━━ SUPPLIED MATERIAL
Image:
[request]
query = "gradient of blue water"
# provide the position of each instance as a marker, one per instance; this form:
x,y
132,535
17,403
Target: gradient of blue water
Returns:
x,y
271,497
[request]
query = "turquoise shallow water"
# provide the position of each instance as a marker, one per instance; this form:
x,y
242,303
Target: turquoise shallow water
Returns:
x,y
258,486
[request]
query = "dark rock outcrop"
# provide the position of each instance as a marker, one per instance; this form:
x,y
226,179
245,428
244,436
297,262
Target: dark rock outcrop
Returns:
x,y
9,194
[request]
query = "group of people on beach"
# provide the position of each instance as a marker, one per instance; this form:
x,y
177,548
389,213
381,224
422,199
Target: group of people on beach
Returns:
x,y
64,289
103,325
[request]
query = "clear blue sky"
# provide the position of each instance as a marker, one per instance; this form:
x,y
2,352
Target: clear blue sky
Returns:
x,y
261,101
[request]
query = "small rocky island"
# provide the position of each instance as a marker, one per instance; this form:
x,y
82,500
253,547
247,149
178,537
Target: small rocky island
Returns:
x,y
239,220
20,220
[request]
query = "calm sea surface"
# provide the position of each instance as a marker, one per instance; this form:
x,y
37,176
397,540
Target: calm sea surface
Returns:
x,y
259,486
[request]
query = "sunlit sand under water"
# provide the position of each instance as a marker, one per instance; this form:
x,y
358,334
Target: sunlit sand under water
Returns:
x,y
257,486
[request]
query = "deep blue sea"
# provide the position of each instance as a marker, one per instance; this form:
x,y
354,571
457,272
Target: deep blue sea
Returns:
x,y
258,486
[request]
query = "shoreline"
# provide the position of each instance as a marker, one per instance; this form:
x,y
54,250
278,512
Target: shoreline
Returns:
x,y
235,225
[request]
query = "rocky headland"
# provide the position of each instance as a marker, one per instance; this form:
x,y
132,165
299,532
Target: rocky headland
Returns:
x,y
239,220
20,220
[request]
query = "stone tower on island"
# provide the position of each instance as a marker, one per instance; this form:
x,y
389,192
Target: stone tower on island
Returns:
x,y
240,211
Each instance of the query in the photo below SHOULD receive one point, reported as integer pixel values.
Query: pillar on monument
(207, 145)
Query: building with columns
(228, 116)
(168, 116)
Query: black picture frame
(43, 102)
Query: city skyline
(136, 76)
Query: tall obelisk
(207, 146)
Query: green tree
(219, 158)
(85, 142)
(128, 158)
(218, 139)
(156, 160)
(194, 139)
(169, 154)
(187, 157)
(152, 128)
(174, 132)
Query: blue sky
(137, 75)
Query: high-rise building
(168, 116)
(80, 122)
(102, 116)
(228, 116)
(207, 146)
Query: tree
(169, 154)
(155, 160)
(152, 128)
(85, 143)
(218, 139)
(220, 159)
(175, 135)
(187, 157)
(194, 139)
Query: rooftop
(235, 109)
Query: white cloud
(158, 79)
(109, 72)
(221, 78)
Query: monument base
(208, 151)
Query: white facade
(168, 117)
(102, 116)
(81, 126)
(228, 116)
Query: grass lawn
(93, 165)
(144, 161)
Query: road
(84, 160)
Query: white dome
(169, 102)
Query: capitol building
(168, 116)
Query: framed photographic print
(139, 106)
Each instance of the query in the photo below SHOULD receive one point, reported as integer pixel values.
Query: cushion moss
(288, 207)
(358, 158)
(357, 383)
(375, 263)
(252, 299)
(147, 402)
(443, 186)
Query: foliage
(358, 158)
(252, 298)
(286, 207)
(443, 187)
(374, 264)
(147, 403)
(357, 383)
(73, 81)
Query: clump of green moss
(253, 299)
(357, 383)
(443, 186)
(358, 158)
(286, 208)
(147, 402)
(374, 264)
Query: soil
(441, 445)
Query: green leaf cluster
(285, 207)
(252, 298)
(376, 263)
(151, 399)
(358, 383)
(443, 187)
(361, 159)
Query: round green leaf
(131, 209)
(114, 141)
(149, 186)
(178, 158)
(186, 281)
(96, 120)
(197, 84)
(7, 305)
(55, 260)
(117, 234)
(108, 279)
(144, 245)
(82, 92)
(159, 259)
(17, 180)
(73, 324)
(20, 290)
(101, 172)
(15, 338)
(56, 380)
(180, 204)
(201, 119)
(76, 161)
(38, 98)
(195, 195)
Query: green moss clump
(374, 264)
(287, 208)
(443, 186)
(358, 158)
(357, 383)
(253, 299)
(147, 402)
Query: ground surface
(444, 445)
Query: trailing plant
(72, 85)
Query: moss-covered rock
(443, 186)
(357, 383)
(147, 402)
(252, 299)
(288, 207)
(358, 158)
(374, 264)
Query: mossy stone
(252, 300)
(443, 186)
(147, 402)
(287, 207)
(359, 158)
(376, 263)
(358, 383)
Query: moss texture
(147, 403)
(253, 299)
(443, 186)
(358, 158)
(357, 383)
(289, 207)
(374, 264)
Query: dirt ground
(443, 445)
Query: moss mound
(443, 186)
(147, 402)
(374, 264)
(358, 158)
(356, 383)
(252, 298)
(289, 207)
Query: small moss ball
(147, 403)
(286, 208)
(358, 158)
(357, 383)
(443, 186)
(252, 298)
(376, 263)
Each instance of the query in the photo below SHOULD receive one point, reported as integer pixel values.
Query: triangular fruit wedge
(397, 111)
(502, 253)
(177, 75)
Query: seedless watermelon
━━━━
(WHAT TO DO)
Your answer should be all lines from the data that contain "island".

(RESULT OF THE TASK)
query = "small rocky island"
Target: small rocky island
query = "stone tower on island"
Target: stone tower on island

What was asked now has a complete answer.